Exercise directions>
Render every line of the listing below as a Markdown table, leaving out blank lines. Put the row number in a column headed Row and the line itself in a column headed Listing line.

----

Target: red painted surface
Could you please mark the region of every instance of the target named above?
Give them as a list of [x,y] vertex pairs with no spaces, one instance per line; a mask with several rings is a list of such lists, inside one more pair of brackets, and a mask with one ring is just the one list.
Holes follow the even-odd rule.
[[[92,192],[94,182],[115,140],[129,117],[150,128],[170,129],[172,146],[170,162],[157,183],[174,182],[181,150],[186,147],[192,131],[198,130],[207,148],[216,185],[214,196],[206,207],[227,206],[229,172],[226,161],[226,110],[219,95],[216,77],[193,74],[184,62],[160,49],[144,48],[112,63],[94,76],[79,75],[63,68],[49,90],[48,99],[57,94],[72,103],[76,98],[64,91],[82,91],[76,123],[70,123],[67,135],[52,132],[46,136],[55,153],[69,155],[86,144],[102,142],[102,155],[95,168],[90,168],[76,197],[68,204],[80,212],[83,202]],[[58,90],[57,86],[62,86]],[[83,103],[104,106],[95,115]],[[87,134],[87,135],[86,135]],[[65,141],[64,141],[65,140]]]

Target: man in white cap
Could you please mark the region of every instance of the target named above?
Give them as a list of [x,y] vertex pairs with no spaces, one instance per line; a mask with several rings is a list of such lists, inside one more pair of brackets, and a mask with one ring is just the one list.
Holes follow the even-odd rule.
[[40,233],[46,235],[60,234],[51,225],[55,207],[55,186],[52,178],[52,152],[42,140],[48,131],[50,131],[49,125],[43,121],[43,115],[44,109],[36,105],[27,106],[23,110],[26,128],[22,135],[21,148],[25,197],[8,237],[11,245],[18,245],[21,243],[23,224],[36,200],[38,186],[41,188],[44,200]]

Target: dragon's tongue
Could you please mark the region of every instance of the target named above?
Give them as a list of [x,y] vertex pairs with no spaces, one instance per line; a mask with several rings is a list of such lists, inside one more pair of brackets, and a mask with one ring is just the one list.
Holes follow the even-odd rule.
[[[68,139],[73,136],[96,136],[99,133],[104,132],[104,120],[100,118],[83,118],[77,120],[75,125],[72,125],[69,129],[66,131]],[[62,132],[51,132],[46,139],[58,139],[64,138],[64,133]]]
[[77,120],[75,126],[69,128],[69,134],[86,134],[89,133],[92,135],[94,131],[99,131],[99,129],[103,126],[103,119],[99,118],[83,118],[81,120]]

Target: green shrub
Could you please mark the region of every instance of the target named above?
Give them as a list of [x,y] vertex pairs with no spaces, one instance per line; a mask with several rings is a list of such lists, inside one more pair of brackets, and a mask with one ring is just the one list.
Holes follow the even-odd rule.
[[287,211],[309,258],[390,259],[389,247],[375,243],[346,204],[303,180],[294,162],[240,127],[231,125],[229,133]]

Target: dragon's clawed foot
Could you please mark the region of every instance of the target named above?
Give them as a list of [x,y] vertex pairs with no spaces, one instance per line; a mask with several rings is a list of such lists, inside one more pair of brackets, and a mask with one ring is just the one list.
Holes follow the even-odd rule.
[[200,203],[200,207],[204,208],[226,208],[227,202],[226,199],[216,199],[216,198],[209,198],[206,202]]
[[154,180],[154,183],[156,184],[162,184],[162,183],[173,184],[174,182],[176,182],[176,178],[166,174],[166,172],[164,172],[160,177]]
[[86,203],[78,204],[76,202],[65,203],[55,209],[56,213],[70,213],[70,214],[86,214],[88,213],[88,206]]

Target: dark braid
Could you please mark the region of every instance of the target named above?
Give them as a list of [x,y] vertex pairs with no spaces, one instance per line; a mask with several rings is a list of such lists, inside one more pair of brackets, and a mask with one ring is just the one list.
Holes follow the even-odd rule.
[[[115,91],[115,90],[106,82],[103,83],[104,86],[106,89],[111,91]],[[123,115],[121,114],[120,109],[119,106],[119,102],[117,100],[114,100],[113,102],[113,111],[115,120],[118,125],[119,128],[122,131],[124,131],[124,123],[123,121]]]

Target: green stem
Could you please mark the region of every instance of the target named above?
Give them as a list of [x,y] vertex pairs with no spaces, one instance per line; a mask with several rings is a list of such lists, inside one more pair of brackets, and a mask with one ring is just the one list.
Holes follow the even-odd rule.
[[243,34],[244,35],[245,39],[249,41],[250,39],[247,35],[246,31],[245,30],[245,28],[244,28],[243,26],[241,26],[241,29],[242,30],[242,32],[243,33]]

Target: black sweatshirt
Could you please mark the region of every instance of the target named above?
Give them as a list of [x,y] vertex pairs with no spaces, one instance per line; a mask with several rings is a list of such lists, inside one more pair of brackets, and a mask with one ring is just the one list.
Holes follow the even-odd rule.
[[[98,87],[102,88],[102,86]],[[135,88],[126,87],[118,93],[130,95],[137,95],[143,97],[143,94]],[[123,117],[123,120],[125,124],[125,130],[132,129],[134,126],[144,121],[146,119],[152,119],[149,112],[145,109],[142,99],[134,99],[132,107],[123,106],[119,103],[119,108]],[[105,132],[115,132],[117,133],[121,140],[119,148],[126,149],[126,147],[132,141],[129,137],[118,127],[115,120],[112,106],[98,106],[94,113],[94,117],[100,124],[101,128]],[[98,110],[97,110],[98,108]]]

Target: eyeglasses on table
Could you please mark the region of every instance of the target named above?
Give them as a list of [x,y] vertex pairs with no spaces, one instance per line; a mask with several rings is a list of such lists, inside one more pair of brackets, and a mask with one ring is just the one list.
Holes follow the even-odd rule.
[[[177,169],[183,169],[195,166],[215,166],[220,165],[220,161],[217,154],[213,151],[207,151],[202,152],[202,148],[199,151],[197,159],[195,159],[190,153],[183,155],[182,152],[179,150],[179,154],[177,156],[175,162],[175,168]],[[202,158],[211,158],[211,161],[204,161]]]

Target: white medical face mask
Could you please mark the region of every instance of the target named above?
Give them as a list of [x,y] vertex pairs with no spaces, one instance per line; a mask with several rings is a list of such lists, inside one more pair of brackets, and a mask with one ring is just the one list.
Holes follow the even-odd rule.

----

Exercise solution>
| Row | Listing line |
|---|---|
| 1 | Target: red painted surface |
| 2 | Could you please mark the region of every instance of the target named above? |
| 3 | Give them as a list of [x,y] vertex pairs with no spaces, one instance per line; a mask with several rings is a list of such lists, inside one more pair of brackets, and a mask with one ring is just the one list. |
| 4 | Holes follow the even-odd rule. |
| 5 | [[[92,192],[94,182],[115,140],[129,117],[150,128],[170,129],[172,146],[170,162],[157,183],[174,182],[181,150],[186,147],[192,131],[198,130],[207,148],[216,185],[214,196],[206,207],[227,206],[229,172],[226,161],[226,110],[219,95],[216,77],[193,74],[184,62],[160,49],[144,48],[112,63],[94,76],[79,75],[63,68],[49,90],[48,99],[57,94],[72,103],[76,98],[64,91],[82,91],[76,123],[70,123],[67,135],[52,132],[46,136],[55,153],[69,155],[86,144],[102,142],[102,155],[95,168],[90,168],[76,197],[68,204],[80,212],[83,202]],[[58,90],[57,86],[62,86]],[[83,103],[104,106],[95,115]],[[87,134],[87,135],[86,135]],[[65,141],[64,141],[65,140]]] |
| 6 | Target: man in white cap |
| 7 | Could you please mark the region of every instance of the target named above? |
| 8 | Give them as a list of [x,y] vertex pairs with no spaces, one instance per line; a mask with several rings is a list of such lists, inside one more pair of brackets, and a mask with one ring is just the one list. |
| 9 | Holes follow the even-odd rule. |
| 10 | [[40,233],[46,235],[60,234],[51,225],[55,207],[55,186],[52,178],[52,152],[42,140],[48,131],[50,131],[49,125],[43,121],[43,115],[44,109],[36,105],[27,106],[23,110],[26,128],[22,135],[21,148],[25,197],[8,237],[11,245],[18,245],[21,243],[23,224],[36,200],[38,186],[41,188],[44,200]] |
| 11 | Target: dragon's tongue |
| 12 | Could you please mark the region of every instance of the target named above? |
| 13 | Give them as a list of [x,y] vertex pairs with no spaces, one instance per line; a mask with several rings is a list of such lists, inside one more pair of brackets, and a mask with one ring is just the one list. |
| 14 | Holes follow the even-odd rule. |
| 15 | [[[68,139],[73,136],[96,136],[99,133],[104,132],[104,120],[100,118],[83,118],[77,120],[75,125],[72,125],[69,129],[66,131]],[[62,132],[51,132],[46,139],[58,139],[64,138],[64,133]]] |
| 16 | [[77,120],[75,126],[69,128],[69,134],[86,134],[89,133],[92,135],[94,131],[99,131],[99,129],[103,126],[103,119],[99,118],[83,118],[81,120]] |
| 17 | Target: green shrub |
| 18 | Could you please mark the region of every instance of the target named above? |
| 19 | Give them as a list of [x,y] vertex pairs with no spaces, one instance per line; a mask with several rings is a list of such lists, inside one more pair of brackets, and a mask with one ring is just the one list. |
| 20 | Holes follow the even-odd rule. |
| 21 | [[287,211],[309,258],[390,259],[389,247],[375,243],[346,204],[303,180],[294,162],[240,127],[231,125],[229,133]] |
| 22 | Target: dragon's clawed foot |
| 23 | Could you please mark the region of every instance of the target named above? |
| 24 | Give them as a list of [x,y] vertex pairs with no spaces, one instance per line; a mask with several rings is a list of such lists, inside one more pair of brackets, and a mask with one ring is just the one list. |
| 25 | Holes follow the even-odd rule. |
| 26 | [[200,203],[200,207],[204,208],[226,208],[227,202],[226,199],[216,199],[216,198],[209,198],[206,202]] |
| 27 | [[154,180],[154,183],[156,184],[162,184],[162,183],[173,184],[174,182],[176,182],[176,178],[166,174],[166,172],[164,172],[160,177]] |
| 28 | [[86,203],[78,204],[76,202],[65,203],[55,209],[56,213],[70,213],[70,214],[86,214],[88,213],[88,206]] |
| 29 | Target: dark braid |
| 30 | Could you please mark the region of every instance of the target named above? |
| 31 | Give them as a list of [x,y] vertex pairs with no spaces, one instance per line; a mask with several rings is a list of such lists, inside one more pair of brackets, and a mask with one ring is just the one list. |
| 32 | Holes follow the even-odd rule. |
| 33 | [[[115,91],[115,90],[106,82],[103,83],[104,86],[106,89],[111,91]],[[123,115],[121,114],[120,109],[119,106],[119,102],[117,100],[114,100],[113,102],[113,111],[115,120],[118,125],[119,128],[122,131],[124,131],[124,123],[123,121]]] |
| 34 | Target: green stem |
| 35 | Could you please mark the region of every instance of the target named above? |
| 36 | Give them as a list of [x,y] vertex pairs with no spaces, one instance per line; a mask with several rings is a list of such lists, inside one more pair of brackets, and a mask with one ring is just the one list. |
| 37 | Holes follow the even-odd rule. |
| 38 | [[243,34],[244,35],[245,39],[249,41],[250,39],[247,35],[246,31],[245,30],[245,28],[244,28],[243,26],[241,26],[241,29],[242,30],[242,32],[243,33]] |
| 39 | Target: black sweatshirt |
| 40 | Could you please mark the region of every instance of the target named above? |
| 41 | Give them as a list of [x,y] vertex pairs with no spaces, one instance per line; a mask with several rings is a list of such lists, inside one more pair of brackets, and a mask with one ring is just the one list. |
| 42 | Holes follow the even-odd rule. |
| 43 | [[[98,87],[102,88],[102,86]],[[135,88],[126,87],[118,93],[130,95],[137,95],[143,97],[143,94]],[[123,117],[123,120],[125,124],[125,130],[132,129],[134,126],[144,121],[146,119],[152,119],[149,112],[145,109],[142,99],[134,99],[132,107],[123,106],[119,103],[119,108]],[[105,132],[115,132],[117,133],[121,140],[119,148],[126,149],[126,147],[132,141],[129,137],[118,127],[115,120],[112,106],[98,106],[94,113],[94,117],[100,124],[101,128]],[[98,110],[97,110],[98,108]]] |
| 44 | Target: eyeglasses on table |
| 45 | Could you please mark the region of every instance of the target named above? |
| 46 | Give them as a list of [x,y] vertex pairs with no spaces, one instance per line; a mask with several rings is a list of such lists, inside one more pair of brackets, and a mask with one ring is just the one list. |
| 47 | Holes follow the even-odd rule. |
| 48 | [[[177,169],[183,169],[195,166],[215,166],[220,165],[220,161],[217,154],[213,151],[207,151],[202,152],[202,148],[199,151],[197,159],[195,159],[190,153],[183,155],[182,152],[179,150],[179,154],[177,156],[175,162],[175,168]],[[202,158],[211,158],[211,161],[204,161]]] |
| 49 | Target: white medical face mask |
| 50 | Could you please mark the region of every instance of the target named above? |
| 51 | Give them as a list of [x,y] vertex pairs with no spaces, one instance per line; a mask with several rings is a list of such lists, inside one more pair of brackets, and a mask with one ring is just the one list. |
| 52 | Holes follow the even-odd rule. |